_WHAT THE EXERCISE ASKS_:
A word-for-word transcript of the closing lines is required: from the one with "Draw the outline" through the final line of the data.

_SUPPLIED MATERIAL_:
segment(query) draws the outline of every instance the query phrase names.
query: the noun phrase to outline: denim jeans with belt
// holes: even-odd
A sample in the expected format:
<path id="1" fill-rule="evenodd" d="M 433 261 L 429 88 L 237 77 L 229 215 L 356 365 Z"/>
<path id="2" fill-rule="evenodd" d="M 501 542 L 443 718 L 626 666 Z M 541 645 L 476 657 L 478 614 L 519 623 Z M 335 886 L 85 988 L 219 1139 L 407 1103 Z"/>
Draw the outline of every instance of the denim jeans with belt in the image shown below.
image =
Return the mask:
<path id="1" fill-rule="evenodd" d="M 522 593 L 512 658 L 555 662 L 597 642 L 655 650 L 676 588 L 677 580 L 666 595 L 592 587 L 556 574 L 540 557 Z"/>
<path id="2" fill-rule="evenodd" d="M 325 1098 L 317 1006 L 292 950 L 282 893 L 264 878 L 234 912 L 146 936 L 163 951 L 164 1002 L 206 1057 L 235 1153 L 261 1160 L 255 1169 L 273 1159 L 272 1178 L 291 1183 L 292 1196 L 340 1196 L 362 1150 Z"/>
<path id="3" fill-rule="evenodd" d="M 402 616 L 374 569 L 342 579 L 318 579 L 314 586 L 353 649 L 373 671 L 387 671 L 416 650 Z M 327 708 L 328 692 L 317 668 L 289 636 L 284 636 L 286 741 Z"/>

_SOLUTION FOR THIS PROBLEM_:
Draw the outline of every instance of the denim jeans with belt in the image shown below.
image =
Return the mask:
<path id="1" fill-rule="evenodd" d="M 522 593 L 512 658 L 555 662 L 597 642 L 655 650 L 676 588 L 677 580 L 666 595 L 592 587 L 556 574 L 540 557 Z"/>
<path id="2" fill-rule="evenodd" d="M 325 1098 L 317 1006 L 292 950 L 282 893 L 264 878 L 234 912 L 146 936 L 163 951 L 164 1002 L 206 1057 L 235 1153 L 261 1160 L 255 1169 L 273 1159 L 272 1178 L 291 1183 L 292 1196 L 340 1196 L 362 1150 Z"/>
<path id="3" fill-rule="evenodd" d="M 402 616 L 374 569 L 342 579 L 318 579 L 314 586 L 353 649 L 373 671 L 387 671 L 416 650 Z M 327 708 L 328 692 L 317 668 L 289 636 L 284 636 L 286 741 Z"/>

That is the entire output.